**REQUIREMENT**
Every line of the material is to be repeated exactly as it stands.

**PROVIDED MATERIAL**
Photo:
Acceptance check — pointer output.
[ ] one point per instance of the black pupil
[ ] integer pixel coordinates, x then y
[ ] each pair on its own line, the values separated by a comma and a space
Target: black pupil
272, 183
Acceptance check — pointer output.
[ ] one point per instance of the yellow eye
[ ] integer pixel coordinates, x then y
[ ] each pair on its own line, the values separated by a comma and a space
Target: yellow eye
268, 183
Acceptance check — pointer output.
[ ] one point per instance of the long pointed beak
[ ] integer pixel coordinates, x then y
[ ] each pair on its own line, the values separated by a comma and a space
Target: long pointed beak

**RESULT OF THE EXERCISE**
Photo:
Acceptance check — pointer output.
[ ] one point per instance of the black pupil
[ ] integer pixel coordinates, x then y
[ ] each pair on its own line, the values separated by a comma and a space
Target: black pupil
272, 183
Acceptance check — pointer output.
[ ] one point per instance of the yellow eye
[ ] integer pixel coordinates, x then y
[ ] each pair on its own line, the values separated by a comma and a space
Target: yellow eye
268, 183
Acceptance check — pointer output.
[ ] one point per instance of the long pointed beak
[ ] integer pixel coordinates, x then y
[ ] each pair on its own line, the values separated by a comma and a space
Target: long pointed beak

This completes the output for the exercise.